Repeat the records in full, exactly.
** Material for the task follows **
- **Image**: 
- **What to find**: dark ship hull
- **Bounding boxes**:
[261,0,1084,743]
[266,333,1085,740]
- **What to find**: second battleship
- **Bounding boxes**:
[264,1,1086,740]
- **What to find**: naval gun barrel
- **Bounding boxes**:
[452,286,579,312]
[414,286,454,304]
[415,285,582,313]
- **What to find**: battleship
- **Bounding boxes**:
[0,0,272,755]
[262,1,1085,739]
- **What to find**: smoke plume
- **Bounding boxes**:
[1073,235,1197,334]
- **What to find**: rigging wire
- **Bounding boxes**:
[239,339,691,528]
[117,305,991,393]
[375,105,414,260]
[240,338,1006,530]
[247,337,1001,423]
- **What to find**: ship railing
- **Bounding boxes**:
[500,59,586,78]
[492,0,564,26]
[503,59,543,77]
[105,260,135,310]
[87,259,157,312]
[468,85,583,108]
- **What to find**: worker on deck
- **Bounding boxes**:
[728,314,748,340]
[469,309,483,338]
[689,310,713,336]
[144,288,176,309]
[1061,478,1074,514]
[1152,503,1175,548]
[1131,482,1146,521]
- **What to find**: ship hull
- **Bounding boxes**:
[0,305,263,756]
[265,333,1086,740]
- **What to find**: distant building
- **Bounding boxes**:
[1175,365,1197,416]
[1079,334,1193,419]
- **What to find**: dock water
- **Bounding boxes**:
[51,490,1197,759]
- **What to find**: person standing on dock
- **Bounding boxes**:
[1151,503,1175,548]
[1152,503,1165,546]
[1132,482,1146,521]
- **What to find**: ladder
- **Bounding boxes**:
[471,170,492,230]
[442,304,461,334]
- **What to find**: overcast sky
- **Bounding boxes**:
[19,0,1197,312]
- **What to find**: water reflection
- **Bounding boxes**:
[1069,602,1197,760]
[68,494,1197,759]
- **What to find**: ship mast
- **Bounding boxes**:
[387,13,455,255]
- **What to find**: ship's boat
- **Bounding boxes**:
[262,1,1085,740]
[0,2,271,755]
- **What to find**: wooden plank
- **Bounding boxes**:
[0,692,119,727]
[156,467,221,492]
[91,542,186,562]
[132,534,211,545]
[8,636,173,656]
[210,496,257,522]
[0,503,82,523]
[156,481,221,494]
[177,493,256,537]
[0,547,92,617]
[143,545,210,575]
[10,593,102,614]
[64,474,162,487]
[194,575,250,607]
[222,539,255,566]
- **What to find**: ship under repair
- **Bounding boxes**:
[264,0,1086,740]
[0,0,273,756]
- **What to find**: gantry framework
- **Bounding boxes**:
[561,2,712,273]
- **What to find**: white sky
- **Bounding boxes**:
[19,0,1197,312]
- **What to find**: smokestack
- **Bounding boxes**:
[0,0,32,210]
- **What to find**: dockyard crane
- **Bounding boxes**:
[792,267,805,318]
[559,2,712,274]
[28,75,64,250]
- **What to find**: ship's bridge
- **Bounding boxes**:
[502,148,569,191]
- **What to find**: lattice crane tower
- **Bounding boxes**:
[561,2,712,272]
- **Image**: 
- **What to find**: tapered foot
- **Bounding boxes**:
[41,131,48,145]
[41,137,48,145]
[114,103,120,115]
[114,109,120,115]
** End of Material for the task **
Written response:
- **Image**: 
- **What to find**: dark ship hull
- **Bounding boxes**:
[261,0,1084,743]
[266,333,1085,740]
- **What to find**: second battleship
- **Bounding boxes**:
[264,1,1086,740]
- **What to find**: naval gun barrel
- **Bounding boxes**:
[452,286,579,312]
[414,286,454,304]
[415,285,582,313]
- **What to find**: battleship
- **Bounding boxes**:
[0,0,272,755]
[262,1,1085,739]
- **What to find**: smoke plume
- **Bounding boxes**:
[1073,235,1197,334]
- **What to find**: rigging wire
- **Bounding boxes**:
[239,339,691,528]
[117,305,991,393]
[375,105,414,260]
[240,338,1006,530]
[247,337,1001,423]
- **What to find**: ship railing
- **Bounding boxes**:
[500,59,586,78]
[492,0,564,26]
[503,59,543,77]
[105,260,135,310]
[87,259,157,312]
[468,85,583,108]
- **What to find**: worker on deck
- **Bounding boxes**:
[728,314,748,340]
[469,309,483,338]
[689,310,713,336]
[144,288,176,309]
[1061,478,1074,514]
[1152,503,1175,548]
[1131,482,1146,521]
- **What to find**: ship hull
- **Bounding boxes**:
[0,305,263,756]
[265,333,1086,740]
- **What to find**: distant building
- **Bounding boxes**:
[1175,365,1197,416]
[1079,334,1193,419]
- **What to find**: dock water
- **Bounding boxes**:
[51,490,1197,759]
- **What to find**: person standing on dock
- **Bounding boxes**:
[1151,503,1175,548]
[1152,503,1165,546]
[1132,482,1146,521]
- **What to find**: ladder
- **Bounding boxes**:
[471,170,492,230]
[442,304,461,334]
- **What to find**: overcast sky
- **Bounding boxes**:
[19,0,1197,312]
- **What to find**: water reflection
- **Bounding boxes**:
[1069,602,1197,760]
[68,494,1197,759]
- **What to find**: ship mast
- **Bounding boxes**:
[387,13,455,255]
- **What to find**: ship's boat
- **Bounding boxes**:
[262,1,1085,740]
[0,2,271,755]
- **What to find**: wooden plank
- **Bounding boxes**:
[0,692,119,727]
[156,467,221,492]
[91,542,186,562]
[132,534,211,545]
[8,636,173,656]
[210,496,257,522]
[0,503,82,523]
[156,481,221,494]
[177,493,256,537]
[0,547,92,617]
[143,545,210,575]
[10,593,102,614]
[64,474,162,487]
[194,575,250,607]
[222,539,255,566]
- **What to find**: ship under repair
- **Bounding boxes**:
[264,0,1086,740]
[0,0,273,756]
- **What to find**: gantry framework
- **Bounding boxes**:
[561,2,712,273]
- **What to find**: white sky
- **Bounding boxes**:
[19,0,1197,312]
- **What to find**: smokestack
- **Bounding boxes**:
[0,0,32,210]
- **What to find**: dockyard crane
- **Bounding boxes**:
[792,267,805,318]
[559,2,712,274]
[28,75,64,250]
- **What to find**: ship's bridge
- **Bounding boxes**:
[502,148,569,191]
- **What to find**: lattice crane tower
- **Bounding boxes**:
[561,2,712,272]
- **Image**: 
- **What to find**: tapered foot
- **Bounding boxes**:
[41,131,48,145]
[41,137,48,145]
[114,103,120,115]
[114,109,120,115]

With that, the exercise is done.